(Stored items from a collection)
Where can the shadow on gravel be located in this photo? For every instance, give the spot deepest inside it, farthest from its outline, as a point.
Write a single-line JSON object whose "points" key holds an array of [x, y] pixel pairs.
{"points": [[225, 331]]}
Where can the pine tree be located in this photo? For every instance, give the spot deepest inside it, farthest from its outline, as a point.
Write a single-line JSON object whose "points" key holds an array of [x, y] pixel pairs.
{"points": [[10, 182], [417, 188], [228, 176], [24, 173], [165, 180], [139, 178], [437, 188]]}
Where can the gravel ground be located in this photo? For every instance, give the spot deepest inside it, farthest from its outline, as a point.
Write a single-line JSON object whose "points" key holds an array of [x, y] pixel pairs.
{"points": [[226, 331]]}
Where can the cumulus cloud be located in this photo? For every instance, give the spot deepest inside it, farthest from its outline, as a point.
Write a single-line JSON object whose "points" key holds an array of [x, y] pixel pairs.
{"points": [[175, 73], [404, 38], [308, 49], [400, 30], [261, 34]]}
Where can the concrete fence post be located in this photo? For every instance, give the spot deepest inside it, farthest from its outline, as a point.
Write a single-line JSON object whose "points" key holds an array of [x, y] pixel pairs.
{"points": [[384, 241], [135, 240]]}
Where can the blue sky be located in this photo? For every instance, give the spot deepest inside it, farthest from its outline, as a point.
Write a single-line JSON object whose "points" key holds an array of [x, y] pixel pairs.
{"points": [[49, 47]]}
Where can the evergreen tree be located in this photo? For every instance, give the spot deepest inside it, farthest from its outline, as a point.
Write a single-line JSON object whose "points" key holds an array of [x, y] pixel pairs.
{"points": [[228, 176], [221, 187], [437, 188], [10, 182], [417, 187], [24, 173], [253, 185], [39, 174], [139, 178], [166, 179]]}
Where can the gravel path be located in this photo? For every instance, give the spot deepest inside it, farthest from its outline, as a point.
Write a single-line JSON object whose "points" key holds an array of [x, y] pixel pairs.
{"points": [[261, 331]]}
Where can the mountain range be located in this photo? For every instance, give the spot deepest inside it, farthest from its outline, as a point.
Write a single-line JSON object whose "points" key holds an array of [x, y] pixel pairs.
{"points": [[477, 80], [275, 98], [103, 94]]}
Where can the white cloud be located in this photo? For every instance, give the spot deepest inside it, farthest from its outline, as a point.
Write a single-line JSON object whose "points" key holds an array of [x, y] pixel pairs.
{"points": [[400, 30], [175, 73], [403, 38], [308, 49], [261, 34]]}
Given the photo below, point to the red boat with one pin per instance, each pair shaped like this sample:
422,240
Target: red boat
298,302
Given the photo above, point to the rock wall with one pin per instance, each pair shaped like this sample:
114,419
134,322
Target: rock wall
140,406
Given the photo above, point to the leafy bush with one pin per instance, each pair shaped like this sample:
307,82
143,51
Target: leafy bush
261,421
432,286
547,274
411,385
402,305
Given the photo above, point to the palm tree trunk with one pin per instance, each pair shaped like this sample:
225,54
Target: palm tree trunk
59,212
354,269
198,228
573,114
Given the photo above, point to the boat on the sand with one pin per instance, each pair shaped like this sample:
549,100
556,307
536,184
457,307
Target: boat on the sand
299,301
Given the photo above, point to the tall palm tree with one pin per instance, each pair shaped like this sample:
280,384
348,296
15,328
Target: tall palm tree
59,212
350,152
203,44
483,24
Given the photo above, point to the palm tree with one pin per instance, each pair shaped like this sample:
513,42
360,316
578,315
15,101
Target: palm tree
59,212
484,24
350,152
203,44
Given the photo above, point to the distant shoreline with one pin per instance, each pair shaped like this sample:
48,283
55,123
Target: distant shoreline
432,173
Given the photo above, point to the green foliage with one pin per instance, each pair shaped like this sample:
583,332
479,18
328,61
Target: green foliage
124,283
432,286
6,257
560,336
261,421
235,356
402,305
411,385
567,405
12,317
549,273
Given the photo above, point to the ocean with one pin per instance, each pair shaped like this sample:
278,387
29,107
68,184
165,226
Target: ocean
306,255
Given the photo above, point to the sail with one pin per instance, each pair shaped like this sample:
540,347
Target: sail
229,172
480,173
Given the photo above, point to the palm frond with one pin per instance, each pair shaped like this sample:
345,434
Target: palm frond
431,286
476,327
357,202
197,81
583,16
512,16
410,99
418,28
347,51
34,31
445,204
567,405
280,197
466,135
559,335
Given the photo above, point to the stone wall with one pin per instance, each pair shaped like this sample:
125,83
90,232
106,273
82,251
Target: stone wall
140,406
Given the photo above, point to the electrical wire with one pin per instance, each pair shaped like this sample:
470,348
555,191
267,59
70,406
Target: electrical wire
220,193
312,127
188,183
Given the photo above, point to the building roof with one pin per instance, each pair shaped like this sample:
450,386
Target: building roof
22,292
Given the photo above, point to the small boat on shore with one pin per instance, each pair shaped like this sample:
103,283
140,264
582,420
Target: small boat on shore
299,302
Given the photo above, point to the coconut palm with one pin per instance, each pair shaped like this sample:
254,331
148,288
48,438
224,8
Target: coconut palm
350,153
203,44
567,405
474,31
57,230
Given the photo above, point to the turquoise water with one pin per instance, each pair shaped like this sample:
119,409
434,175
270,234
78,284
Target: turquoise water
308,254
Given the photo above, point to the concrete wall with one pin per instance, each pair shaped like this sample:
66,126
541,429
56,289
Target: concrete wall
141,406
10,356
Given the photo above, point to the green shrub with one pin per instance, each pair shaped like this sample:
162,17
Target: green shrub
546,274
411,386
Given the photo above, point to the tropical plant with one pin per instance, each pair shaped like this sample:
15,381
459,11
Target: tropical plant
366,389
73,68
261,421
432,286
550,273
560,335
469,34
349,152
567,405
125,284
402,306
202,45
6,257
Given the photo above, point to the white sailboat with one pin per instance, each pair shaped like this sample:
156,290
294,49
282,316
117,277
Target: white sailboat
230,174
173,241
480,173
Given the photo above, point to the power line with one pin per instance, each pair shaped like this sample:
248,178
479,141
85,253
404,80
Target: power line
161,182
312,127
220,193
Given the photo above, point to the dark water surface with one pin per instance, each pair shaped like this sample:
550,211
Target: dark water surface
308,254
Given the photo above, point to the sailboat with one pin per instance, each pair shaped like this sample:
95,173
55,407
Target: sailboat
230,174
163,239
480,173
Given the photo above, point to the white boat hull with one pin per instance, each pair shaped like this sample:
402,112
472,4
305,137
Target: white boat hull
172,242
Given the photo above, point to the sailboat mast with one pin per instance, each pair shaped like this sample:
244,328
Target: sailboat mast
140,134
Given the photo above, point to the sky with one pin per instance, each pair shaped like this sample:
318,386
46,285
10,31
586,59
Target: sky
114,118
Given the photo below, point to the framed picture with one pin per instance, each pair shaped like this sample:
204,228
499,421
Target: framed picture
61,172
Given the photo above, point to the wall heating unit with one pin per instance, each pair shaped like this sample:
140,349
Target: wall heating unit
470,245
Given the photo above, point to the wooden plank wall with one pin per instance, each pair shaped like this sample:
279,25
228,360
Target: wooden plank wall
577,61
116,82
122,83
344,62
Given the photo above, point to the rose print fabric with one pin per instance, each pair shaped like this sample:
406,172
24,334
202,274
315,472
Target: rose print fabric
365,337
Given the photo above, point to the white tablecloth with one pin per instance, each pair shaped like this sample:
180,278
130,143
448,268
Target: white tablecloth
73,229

-- Do this --
Rewrite the records from the line containing "Given the photo above, point to the rose" up to and including the last line of the records, keeping the requests and their sample pairs unchanged. Multiply every point coordinate in the answers by 1.6 and round to whole numbers, with halves rounded up.

-- Answer to the problem --
Given the photo above, point to the rose print fabric with one pin per instance, each pair shaped like this sample:
406,172
24,334
202,274
315,472
Target: rose print fabric
584,539
Given the photo above, point to the white tablecloth with one pin per instance, each pair shaped like this sample:
180,278
130,143
448,268
Target: white tablecloth
117,366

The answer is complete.